**CONSIGNE A:** Quelles lignes du listing contiennent le mot « lips » ? Recopiez-les toutes.

**TEXTE SOURCE:**
=====

D’emblée, la cause est entendue : «Je n’ai pas de théorie de la littérature. Les doctes en ont eu à ma place, ils continuent d’en avoir.» Vandromme se démarque donc de la critique universitaire, aussi bien celle de la tradition la plus rationaliste et la plus stérile que celle qui prétend s’ouvrir au fantasme, au délire de l’interprétation, à la dissection psychanalytique et donc le plus souvent, à la fumisterie. Sans complaisance mercantile ni souci des modes, son approche est personnelle et individuelle ; elle laisse toujours la part belle au mystère et au secret, ces recoins de la création où se niche la vie ; dans la férocité comme dans les éloges, elle a la grandeur de la gratuité. Elle ne tient compte que de l’authenticité de la voix de l’auteur, sans souci des idéologies auxquelles il adhère ardemment ou accidentellement, ni de la part anecdotique ou la plus intime, forcément insaisissable, de sa biographie.

Vandromme ne se mesure qu’aux mots des écrivains qu’il aborde, il n’accorde de confiance qu’à ce qui se dit, et encore plus à la façon de le dire. Son œil écoute. Au crible de son jugement, certains mal calibrés sont d’emblée recalés. On s’en doutait un peu : les farfelus mirobolants passeront mal. Ainsi de Duras («dont le prénom s’effeuilla dans les pâmoisons des gogo-boys») ou Malraux («un cinoche de théâtreux qui ambitionne de tutoyer la postérité en vouvoyant la culture de sa maison de papier»)… Raymond Aron est quant à lui définitivement qualifié de «robinet d’eau tiède». Les assauts sont rudes, imparables : mais quel honneur de se faire débouter avec tant de panache !

Vandromme n’exerce cependant pas ici son escrime dans le seul souci d’envoyer ad patres ceux qu’il aborde en mousquetaire. Combien de classiques ne réhabilite-t-il pas à notre usage de modernes blasés, en dépoussiérant Voltaire, Fénelon ou Saint-Simon… Et un relégué tel que Duhamel est sorti de l’ombre de son placard académique, à l’occasion de la découverte de ses féroces carnets secrets.

=====

**LE LISTING:**
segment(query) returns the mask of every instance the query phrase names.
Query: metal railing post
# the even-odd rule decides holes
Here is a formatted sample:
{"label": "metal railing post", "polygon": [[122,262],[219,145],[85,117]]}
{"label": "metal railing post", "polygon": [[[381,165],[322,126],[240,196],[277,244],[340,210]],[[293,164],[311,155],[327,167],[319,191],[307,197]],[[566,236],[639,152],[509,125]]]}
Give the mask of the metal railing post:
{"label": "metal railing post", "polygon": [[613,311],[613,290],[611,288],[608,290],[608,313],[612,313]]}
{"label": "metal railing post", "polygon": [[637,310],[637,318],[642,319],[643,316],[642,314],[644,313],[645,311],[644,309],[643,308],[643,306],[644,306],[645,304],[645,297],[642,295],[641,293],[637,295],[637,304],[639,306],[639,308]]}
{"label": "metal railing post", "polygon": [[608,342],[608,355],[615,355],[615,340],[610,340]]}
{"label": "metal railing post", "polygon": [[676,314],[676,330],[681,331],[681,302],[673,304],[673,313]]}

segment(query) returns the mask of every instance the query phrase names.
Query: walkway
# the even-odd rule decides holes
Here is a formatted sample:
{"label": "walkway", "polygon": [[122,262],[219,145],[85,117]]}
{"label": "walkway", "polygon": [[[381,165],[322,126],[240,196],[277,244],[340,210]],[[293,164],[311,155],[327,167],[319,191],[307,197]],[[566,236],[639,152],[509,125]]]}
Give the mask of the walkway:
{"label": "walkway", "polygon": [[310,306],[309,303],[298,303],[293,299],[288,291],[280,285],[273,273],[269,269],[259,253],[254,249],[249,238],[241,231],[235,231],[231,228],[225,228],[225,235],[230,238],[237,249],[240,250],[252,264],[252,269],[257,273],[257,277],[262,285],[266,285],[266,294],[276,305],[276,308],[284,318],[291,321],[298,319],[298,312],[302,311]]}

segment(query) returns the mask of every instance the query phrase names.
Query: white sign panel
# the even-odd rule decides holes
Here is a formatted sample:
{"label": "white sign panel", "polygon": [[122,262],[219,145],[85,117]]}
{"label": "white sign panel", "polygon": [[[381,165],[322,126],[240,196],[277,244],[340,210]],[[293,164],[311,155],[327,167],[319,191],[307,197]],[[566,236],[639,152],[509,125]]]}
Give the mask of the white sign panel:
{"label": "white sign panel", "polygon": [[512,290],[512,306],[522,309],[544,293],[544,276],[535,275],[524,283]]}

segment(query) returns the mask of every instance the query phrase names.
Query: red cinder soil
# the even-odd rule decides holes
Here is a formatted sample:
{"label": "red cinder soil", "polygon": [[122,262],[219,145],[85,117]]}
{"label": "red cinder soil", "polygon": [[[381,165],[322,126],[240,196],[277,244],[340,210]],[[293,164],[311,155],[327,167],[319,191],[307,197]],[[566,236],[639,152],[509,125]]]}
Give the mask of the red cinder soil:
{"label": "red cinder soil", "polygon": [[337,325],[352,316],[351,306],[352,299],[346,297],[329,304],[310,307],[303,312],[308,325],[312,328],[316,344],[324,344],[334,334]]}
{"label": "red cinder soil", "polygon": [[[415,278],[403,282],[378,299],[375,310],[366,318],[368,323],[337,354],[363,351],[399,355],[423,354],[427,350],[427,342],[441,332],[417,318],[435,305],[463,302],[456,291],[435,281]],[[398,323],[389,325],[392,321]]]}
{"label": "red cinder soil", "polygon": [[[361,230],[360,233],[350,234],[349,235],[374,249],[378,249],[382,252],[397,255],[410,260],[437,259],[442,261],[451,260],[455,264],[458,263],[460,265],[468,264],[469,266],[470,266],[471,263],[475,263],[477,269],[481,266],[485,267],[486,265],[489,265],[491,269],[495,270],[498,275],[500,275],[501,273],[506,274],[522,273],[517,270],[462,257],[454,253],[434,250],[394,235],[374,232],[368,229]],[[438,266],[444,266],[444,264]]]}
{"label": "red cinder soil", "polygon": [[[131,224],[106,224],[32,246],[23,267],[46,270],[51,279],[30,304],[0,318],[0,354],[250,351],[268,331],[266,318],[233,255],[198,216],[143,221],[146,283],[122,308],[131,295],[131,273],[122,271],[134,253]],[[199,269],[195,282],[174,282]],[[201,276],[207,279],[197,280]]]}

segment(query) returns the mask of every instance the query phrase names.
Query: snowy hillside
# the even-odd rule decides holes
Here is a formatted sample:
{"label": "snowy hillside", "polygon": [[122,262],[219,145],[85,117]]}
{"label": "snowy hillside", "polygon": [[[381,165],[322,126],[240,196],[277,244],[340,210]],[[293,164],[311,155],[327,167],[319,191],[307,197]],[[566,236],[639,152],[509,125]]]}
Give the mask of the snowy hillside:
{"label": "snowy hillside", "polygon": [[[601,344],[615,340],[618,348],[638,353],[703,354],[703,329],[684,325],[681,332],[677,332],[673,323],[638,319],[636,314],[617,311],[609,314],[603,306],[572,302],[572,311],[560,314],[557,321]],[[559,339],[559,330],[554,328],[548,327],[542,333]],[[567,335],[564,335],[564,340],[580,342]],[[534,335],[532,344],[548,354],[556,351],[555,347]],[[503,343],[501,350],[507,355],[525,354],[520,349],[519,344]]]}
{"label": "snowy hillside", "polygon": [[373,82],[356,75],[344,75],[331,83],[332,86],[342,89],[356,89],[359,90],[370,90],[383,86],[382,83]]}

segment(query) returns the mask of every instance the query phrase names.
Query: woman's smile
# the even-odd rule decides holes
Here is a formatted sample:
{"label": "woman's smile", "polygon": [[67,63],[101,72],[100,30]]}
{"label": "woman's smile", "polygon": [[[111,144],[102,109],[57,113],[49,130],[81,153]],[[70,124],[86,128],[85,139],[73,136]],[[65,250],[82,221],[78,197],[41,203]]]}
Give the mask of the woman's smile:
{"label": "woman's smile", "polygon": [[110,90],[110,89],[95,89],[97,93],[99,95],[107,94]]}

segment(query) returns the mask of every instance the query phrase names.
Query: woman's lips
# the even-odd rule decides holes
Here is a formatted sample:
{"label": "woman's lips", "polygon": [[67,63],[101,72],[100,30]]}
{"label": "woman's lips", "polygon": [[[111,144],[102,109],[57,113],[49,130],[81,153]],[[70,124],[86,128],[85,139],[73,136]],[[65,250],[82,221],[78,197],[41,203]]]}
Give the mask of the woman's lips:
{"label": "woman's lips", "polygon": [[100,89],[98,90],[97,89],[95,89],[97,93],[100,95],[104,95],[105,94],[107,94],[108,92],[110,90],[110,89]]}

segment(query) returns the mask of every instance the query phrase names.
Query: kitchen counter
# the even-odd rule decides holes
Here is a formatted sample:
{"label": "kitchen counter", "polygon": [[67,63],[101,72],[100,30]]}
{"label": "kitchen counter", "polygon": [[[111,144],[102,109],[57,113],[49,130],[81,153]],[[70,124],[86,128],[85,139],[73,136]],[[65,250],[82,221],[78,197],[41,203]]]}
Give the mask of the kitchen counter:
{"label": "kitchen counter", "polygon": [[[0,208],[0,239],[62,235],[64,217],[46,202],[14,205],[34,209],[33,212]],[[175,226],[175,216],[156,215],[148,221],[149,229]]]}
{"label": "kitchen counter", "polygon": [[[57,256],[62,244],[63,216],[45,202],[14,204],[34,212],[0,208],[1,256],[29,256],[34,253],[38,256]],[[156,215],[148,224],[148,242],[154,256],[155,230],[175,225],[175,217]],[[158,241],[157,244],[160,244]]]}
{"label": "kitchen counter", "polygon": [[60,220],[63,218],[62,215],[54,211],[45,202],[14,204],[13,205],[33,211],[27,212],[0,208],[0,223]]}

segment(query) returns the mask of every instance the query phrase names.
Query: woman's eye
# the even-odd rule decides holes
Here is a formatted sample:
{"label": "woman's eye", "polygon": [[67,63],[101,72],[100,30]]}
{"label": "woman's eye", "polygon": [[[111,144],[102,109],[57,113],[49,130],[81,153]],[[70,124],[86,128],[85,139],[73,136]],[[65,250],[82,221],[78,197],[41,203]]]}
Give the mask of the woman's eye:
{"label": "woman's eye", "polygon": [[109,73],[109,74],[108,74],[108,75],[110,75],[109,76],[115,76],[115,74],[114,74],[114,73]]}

=====

**CONSIGNE B:** Comment résumer sous forme de courte liste les faits principaux du paragraphe de l'extrait sur Vandromme qui commence par « Vandromme ne se mesure qu'aux mots » ?

**BONNE RÉPONSE A:**
Query: woman's lips
{"label": "woman's lips", "polygon": [[67,63],[101,72],[100,30]]}
{"label": "woman's lips", "polygon": [[[111,144],[102,109],[57,113],[49,130],[81,153]],[[70,124],[86,128],[85,139],[73,136]],[[65,250],[82,221],[78,197],[41,203]]]}
Give the mask of the woman's lips:
{"label": "woman's lips", "polygon": [[100,89],[98,90],[97,89],[95,89],[97,93],[100,95],[104,95],[105,94],[107,94],[108,92],[110,90],[110,89]]}

**BONNE RÉPONSE B:**
- Vandromme ne juge les écrivains que sur leurs mots, sur ce qui se dit et surtout sur la façon de le dire.
- Certains auteurs sont recalés d'emblée, en particulier les « farfelus mirobolants ».
- Exemples : Duras et Malraux, ainsi que Raymond Aron, qualifié de « robinet d'eau tiède ».
- Ses attaques sont rudes, mais menées avec panache.